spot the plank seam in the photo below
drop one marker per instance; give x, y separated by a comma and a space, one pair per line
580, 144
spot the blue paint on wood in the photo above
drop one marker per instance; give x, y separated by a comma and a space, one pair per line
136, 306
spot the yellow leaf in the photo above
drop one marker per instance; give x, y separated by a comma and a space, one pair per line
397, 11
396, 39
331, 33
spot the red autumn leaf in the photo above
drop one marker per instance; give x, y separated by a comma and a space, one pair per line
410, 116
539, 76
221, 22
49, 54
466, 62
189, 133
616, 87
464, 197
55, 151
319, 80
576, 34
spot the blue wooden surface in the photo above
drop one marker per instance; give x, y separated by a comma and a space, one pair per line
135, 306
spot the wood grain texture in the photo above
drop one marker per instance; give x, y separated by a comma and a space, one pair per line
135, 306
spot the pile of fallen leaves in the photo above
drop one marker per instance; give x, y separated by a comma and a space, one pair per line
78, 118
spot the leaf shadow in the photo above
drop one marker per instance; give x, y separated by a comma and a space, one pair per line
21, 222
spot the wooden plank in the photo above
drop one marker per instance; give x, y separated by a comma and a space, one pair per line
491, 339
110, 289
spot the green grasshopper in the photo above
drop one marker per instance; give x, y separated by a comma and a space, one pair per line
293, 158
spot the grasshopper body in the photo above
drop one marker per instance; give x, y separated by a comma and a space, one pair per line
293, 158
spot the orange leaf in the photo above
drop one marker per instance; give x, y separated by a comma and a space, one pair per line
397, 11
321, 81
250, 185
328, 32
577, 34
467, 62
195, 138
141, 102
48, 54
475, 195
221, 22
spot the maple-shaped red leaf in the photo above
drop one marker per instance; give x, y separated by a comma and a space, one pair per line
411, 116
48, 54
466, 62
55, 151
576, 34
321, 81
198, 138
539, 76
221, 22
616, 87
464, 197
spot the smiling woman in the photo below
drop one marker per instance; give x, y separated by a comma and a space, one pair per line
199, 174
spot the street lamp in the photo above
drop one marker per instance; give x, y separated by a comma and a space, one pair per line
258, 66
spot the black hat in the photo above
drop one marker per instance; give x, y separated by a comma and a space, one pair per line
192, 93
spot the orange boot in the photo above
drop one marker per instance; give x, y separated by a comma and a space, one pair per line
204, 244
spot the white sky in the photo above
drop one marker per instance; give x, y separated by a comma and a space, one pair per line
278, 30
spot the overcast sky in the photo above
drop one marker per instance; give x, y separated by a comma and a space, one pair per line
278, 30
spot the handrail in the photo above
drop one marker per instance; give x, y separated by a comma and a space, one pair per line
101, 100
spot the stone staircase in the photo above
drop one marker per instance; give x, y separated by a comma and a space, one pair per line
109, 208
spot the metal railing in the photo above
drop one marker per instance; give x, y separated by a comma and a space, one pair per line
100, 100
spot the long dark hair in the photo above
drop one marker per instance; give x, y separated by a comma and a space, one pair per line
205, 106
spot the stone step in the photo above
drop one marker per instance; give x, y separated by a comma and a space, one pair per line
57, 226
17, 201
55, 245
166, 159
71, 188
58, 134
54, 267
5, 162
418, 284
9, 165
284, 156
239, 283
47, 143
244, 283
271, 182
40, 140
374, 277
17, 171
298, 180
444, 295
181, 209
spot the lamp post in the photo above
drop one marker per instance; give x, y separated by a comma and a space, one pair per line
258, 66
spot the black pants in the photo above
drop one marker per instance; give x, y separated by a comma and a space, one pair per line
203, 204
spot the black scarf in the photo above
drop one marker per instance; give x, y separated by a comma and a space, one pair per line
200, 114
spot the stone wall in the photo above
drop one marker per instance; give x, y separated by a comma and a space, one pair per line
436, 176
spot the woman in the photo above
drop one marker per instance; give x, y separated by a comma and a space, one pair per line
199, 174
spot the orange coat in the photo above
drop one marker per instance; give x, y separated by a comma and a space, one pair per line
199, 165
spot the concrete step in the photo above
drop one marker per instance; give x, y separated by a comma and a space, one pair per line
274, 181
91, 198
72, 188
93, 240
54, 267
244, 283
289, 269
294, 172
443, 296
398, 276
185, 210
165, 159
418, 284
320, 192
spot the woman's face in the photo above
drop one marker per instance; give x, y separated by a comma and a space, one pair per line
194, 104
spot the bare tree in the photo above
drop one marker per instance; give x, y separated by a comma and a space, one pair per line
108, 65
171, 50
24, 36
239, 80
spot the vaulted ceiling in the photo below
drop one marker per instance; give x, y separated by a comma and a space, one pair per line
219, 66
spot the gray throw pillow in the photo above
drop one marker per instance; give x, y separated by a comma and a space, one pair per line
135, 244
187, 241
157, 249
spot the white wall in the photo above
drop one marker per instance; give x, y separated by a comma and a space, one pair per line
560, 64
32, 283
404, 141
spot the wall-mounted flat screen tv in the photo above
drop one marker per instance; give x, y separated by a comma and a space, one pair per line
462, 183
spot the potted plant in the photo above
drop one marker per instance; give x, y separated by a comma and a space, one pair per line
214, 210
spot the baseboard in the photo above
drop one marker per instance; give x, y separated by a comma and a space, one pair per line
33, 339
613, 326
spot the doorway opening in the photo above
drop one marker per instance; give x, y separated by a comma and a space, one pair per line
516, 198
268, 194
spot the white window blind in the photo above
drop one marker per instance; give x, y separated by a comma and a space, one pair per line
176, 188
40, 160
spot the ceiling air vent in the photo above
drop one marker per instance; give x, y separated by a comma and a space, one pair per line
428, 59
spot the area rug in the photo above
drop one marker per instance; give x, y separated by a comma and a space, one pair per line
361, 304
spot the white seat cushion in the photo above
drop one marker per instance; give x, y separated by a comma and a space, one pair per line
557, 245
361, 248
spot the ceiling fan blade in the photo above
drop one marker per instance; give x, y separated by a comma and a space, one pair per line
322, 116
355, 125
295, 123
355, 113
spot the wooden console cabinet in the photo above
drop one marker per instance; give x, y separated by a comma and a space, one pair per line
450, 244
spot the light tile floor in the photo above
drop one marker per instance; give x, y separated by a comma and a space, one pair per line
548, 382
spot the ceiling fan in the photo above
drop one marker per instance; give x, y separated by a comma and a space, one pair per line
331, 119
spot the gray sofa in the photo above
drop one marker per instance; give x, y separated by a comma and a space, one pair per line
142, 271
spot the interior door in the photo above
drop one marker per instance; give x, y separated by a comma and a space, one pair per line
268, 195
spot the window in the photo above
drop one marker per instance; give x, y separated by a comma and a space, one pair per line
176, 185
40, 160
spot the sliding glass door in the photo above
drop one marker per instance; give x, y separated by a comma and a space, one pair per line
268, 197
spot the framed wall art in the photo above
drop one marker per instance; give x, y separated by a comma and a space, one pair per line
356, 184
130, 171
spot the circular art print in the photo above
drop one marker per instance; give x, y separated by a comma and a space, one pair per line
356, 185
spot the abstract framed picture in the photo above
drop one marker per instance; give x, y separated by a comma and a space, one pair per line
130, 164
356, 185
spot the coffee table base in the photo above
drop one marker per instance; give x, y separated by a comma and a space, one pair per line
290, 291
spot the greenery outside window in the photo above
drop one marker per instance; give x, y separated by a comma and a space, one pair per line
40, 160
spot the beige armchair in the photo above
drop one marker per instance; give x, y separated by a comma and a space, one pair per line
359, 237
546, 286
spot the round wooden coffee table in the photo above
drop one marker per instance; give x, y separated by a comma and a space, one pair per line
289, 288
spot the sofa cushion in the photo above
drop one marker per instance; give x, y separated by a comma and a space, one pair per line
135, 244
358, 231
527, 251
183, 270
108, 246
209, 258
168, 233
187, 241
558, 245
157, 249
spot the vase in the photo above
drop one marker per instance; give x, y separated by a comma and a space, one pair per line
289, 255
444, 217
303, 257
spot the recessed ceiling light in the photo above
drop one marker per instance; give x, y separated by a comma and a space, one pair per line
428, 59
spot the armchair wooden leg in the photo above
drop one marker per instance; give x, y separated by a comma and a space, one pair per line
^^^^^^^^
*The exercise:* Look above for the line containing "spot the greenery"; copy from it through the last line, exactly, and nothing more.

*Completed task:*
spot the greenery outside window in the photo above
drop one marker per instance; give x, y separated by a comma and a space, one pair per line
40, 160
spot the beige armchair in the photo above
drop one marker per instance; give x, y separated by a comma and a space, one pair per line
359, 237
546, 286
spot the round wooden coffee table in the photo above
drop one marker per instance; give x, y separated by a comma and a space, one pair per line
289, 288
spot the sofa cushion in the photo above
drop one marker per instance; give x, y separated by a comma and a space, one pair per line
135, 244
358, 231
527, 251
183, 270
108, 246
209, 258
168, 233
187, 241
558, 245
157, 249
spot the vase in the photo above
drop one marker per instance; give x, y separated by a comma and a space, one pair per line
289, 255
444, 217
303, 257
spot the recessed ceiling light in the photo above
drop one marker per instance; give x, y separated by a comma and a space, one pair per line
428, 59
spot the armchair wooden leg in the photo above
drop one marker per instance; give x, y separated by a comma and a space, one pair per line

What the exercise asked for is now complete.